### Суть задания
Установите, согласуются ли с отрывком о Шестове и Мочульском следующие утверждения: (a) на торжественное собрание к семидесятилетию Шестова пришло много молодежи; (b) доктор З. лечил Шестова тертыми яблоками с орехами; (c) Мочульский и Юра хорошо играли в шахматы. На каждое утверждение ответьте «да» или «нет» и приведите решающие слова отрывка точной цитатой.

### Избранный отрывок

Наше предложение относительно жюри он в конце концов отверг. К его семидесятилетию друзья устроили торжественное собрание — это было похоже на похороны. Явилось несколько десятков человек постарше, молодежи почти не было.
И вдруг Лев Исаакович начал терять вес; пошел к доктору З., который лечил его тертыми яблоками с орехами. Мне З. признался, что это, «вероятно», рак, но оперировать поздно: «У него весь живот покрыт морщинами!» — что доказывало общую дряхлость пациента по мнению врача. Жена повела Шестова к специалисту; Лев Исаакович лег в частную клинику в Пасси. И через несколько дней, подобно Эйнштейну, мирно отдал Богу душу без сложных медицинских изысканий и операций. Что свидетельствует о какой-то несомненной внутренней мудрости.
Были еще философы в русском Париже. Но все они интересовались больше литературными темами, чем теорией познания. Опять Алеша Карамазов и Платон Каратаев — эти «очи черные» русской религиозной мысли.
Мочульский целиком вышел из «литературы». В двадцатых годах меня с ним свел Адамович, полагая, что религиозная тема нас объединит. Мочульскому понравился мой рассказ «Служитель культа», где священник во времена военного коммунизма кончает самоубийством, ссылаясь на евангельский текст: придите ко мне все страждущие и обремененные… Но настоящей близости между нами не было. Потом, в тридцатых годах, мы часто встречались в «Круге».
Мочульский прошел через тяжелый путь гомосексуализма. Тяжелый, потому что он сопротивлялся. Пережив религиозный кризис, он «выправил» свой сексуальный счет, победив все такого рода соблазны.
Мочульский был близок к Православному Делу матери Марии и проводил на рю Лурмель весь свой досуг; дружил с ее сынишкой Юрой. Они сидели в углу столовой — большой, темной, пропахшей капустой и скоблеными, мокрыми досками, — и беззаботно посмеиваясь играли в шахматы. В шахматы они играли прескверно, однако поучать себя никому не позволяли.

### Представленный материал
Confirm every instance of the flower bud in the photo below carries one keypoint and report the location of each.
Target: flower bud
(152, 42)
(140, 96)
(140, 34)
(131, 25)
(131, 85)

### Решение задачи
(a) Нет: «молодежи почти не было».
(b) Да: «который лечил его тертыми яблоками с орехами».
(c) Нет: «В шахматы они играли прескверно».